Exercises
1) In the oil market report, reproduce the stretch from "US and Chinese officials" through "a Bloomberg survey.", substituting "negotiating" for "haggling".
2) Identify every figure stated in dollars in the oil market report.
3) Render this sentence from the oil market report into Spanish: "US and Chinese officials have resolved most of their trade issues but are still haggling over enforcement mechanisms, the Financial Times reported."

Extract
■ ■ ■ ■ ■ ■ ■

West Texas Intermediate for May delivery gained 28 cents to $62.86 a barrel on the New York Mercantile Exchange as of 10:51am in Singapore after finishing up 1.6 per cent on Tuesday.

Brent for June settlement rose 40 cents to $69.77 a barrel on the London-based ICE Futures Europe exchange after getting to $69.87 earlier. The global benchmark crude’s premium over WTI for the same month widened to $6.87 a barrel.

"The production cuts by Opec+ are providing a nice backdrop here for higher prices and until we see US production reassert itself, the easier move is higher for oil," Edward Moya, senior market analyst at Oanda, told Reuters.

US and Chinese officials have resolved most of their trade issues but are still haggling over enforcement mechanisms, the Financial Times reported. Industry data was said to show American crude stockpiles rose by 3 million barrels last week, three times more than estimated in a Bloomberg survey.

■ ■ ■ ■ ■ ■ ■

Data excerpts

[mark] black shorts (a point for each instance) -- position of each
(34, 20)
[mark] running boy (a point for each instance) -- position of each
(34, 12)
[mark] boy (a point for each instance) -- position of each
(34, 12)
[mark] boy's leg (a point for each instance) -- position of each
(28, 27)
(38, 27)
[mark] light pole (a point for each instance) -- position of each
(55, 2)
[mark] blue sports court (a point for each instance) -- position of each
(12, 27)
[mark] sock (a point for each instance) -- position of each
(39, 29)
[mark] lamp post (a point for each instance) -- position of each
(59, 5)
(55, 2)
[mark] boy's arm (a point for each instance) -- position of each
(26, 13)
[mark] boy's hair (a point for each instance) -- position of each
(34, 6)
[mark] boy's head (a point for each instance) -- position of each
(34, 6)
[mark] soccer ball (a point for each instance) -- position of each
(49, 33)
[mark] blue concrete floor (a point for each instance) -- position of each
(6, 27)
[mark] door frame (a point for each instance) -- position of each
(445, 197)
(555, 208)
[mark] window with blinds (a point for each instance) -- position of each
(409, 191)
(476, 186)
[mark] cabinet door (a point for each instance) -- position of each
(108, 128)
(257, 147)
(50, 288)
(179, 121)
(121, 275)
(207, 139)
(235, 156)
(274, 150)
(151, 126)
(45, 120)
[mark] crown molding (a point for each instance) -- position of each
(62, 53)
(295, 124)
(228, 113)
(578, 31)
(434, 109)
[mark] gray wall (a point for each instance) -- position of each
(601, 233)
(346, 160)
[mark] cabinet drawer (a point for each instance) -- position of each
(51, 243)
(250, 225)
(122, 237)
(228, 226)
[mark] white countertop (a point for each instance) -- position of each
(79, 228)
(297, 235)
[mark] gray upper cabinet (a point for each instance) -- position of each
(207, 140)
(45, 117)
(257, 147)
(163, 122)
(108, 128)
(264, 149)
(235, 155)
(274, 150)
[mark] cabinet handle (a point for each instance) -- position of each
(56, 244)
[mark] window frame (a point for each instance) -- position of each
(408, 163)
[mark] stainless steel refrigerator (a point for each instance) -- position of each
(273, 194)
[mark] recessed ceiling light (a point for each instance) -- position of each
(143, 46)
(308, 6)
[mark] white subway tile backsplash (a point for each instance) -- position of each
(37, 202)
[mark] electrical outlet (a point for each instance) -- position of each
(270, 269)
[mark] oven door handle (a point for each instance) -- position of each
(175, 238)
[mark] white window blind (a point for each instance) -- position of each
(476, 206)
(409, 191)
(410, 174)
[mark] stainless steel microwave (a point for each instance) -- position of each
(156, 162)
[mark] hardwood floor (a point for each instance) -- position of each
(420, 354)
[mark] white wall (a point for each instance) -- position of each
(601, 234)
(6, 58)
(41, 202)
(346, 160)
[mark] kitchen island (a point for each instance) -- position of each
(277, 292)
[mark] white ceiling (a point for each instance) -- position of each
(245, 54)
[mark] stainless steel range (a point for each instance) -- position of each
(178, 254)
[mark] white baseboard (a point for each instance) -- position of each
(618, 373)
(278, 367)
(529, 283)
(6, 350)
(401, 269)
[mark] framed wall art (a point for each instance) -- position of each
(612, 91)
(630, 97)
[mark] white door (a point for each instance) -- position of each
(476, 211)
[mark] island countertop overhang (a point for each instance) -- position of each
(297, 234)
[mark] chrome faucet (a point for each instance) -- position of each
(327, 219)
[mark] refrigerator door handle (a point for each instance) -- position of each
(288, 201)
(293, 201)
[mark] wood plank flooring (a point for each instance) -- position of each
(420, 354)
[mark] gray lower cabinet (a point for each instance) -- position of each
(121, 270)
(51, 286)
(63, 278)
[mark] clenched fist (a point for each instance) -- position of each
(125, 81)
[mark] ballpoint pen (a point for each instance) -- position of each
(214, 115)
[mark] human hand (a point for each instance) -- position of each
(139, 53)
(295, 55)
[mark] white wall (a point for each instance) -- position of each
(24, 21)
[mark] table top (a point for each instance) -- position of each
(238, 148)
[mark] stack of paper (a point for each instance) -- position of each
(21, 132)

■ ■ ■ ■ ■ ■ ■

Task-by-task solutions
1)
US and Chinese officials have resolved most of their trade issues but are still negotiating over enforcement mechanisms, the Financial Times reported. Industry data was said to show American crude stockpiles rose by 3 million barrels last week, three times more than estimated in a Bloomberg survey.

2)
$62.86
$69.77
$69.87
$6.87

3) Los funcionarios estadounidenses y chinos han resuelto la mayoría de sus problemas comerciales, pero todavía están regateando sobre los mecanismos de aplicación, informó el Financial Times.